> _PROBLEMA 1_:
Rispondi a queste domande sul brano dedicato all'"uomo atlantico":
(a) In quale mese e anno dice di essere nato chi scrive?
(b) Quanti erano gli studenti a Bologna nel gruppo di chi scrive?
(c) Quanti passaporti hanno i figli di chi scrive, e di quali Paesi?

Considero di essere un “uomo atlantico” perché nato nel gennaio 1942, ho vissuto metà circa della mia vita professionale nella capitale degli Stati Uniti, ed il resto prevalentemente in Italia, mia moglie è francese, i miei figli hanno “padrini” di battesimo americani e britannici, hanno tre passaporti (Italia, Usa e Francia) e votano a tre elezioni politiche, i miei amici più stretti e di più lunga data sono, oltre che italiani, americani, austriaci, britannici, tedeschi, danesi e svedesi ed hanno avuto carriere sia nel settore pubblico (nazionale ed internazionale) che privato (soprattutto insegnamento, giornalismo e banche), e mi sento egualmente a mio agio in qualsiasi grande città (non ha desiderato vivere in campagna) dei Paesi “atlantici”.
Nella mia formazione “atlantica” ha avuto una grande importanza la School of Advanced International Studies (SAIS) della Johns Hopkins University. Nel 1966-68, grazie a borse di studio, ho frequentato le sedi di Bologna (oggi SAIS Europe) e Washington. A Bologna eravamo 89; di questo totale una quarantina, dopo un anno a Bologna, proseguì per un secondo anno nella sede centrale di Washington (che allora aveva circa 250 studenti). Della quarantina, un terzo circa erano europei con borse di studio. I “bolognesi” (sia americani sia europei) avevano la tendenza di stare molto insieme perché per gli americani l’esperienza di un anno di studi e di vita Bologna era stata fondante e gli europei tendevano ad essere vicini ai loro amici statunitensi nella loro iniziazione alla vita negli USA. Al SAIS di Bologna ho, poi, tenuto corsi per una decina di anni, mentre, rientrato in Italia, perseguivo una carriera in Patria. Con i colleghi “bolognesi”, in 22 (più 10 coniugi)  abbiamo ricordato nel giugno scorso, con una riunione nella città felsinea, i cinquanta anni dal completamento dei nostri studi a Bologna. Nei cinquanta anni trascorsi, 10 sono deceduti; 22 su 79 disposti a fare un lungo viaggio per una ricorrenza di tre giorni è una percentuale elevata. Questi elementi sono stati il vero “grimaldello” per trasformarmi in un “uomo atlantico”.

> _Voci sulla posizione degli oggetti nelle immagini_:
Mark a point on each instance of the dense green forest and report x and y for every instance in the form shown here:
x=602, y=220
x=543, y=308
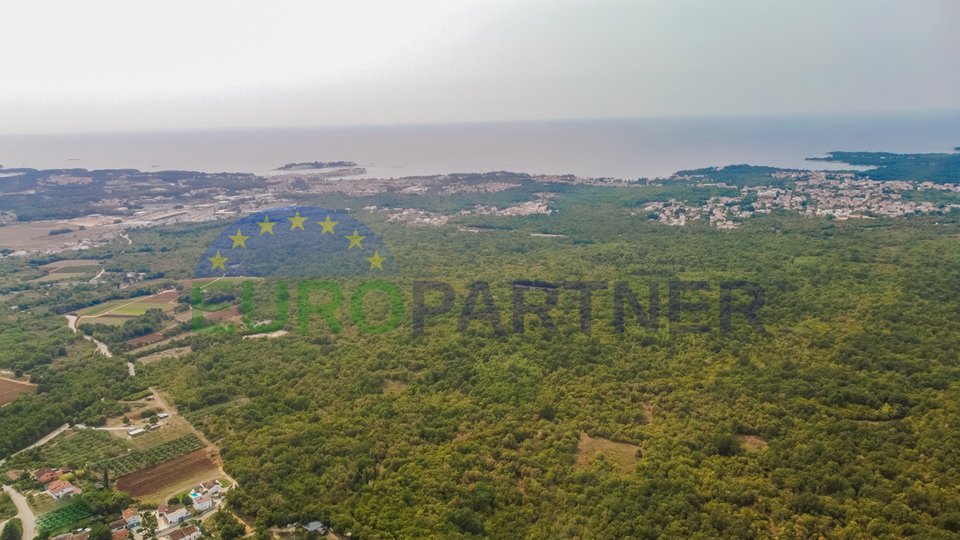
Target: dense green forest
x=839, y=420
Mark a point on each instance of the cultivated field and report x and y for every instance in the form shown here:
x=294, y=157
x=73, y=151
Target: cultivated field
x=118, y=311
x=74, y=448
x=35, y=235
x=153, y=483
x=10, y=390
x=138, y=460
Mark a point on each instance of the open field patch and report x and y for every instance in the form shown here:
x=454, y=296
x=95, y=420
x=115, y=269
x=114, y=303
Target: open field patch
x=148, y=457
x=393, y=386
x=74, y=448
x=169, y=476
x=621, y=456
x=752, y=443
x=11, y=390
x=128, y=308
x=169, y=353
x=62, y=517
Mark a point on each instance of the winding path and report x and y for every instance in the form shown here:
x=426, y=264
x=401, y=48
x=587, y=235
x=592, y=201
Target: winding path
x=24, y=512
x=101, y=346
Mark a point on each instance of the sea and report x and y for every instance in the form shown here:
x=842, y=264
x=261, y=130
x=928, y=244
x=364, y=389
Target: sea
x=620, y=148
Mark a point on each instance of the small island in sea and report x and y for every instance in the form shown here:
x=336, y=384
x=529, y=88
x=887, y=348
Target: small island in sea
x=306, y=165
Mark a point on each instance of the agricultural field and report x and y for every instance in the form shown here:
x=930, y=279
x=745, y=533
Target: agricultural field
x=73, y=269
x=75, y=449
x=143, y=459
x=11, y=389
x=119, y=311
x=153, y=483
x=7, y=508
x=63, y=517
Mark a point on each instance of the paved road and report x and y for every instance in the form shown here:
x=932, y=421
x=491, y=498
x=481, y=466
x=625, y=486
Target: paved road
x=24, y=512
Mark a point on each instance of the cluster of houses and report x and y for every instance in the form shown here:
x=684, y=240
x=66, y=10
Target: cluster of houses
x=839, y=195
x=54, y=484
x=205, y=497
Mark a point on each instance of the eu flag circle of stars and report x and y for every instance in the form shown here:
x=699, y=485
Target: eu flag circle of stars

> _PROBLEMA 2_: Modifica l'elenco dall'inizio fino alla riga che contiene "x=839, y=420", inclusa, sostituendo "dense green forest" con "thick green woodland" e lasciando il resto invariato. Riporta solo queste righe e ometti le immagini.

> _RISPOSTA 1_:
(a) Nel gennaio 1942.
(b) Erano 89.
(c) Tre: Italia, Usa e Francia.

> _RISPOSTA 2_:
Mark a point on each instance of the thick green woodland and report x and y for every instance in the form shown here:
x=602, y=220
x=543, y=308
Target: thick green woodland
x=839, y=420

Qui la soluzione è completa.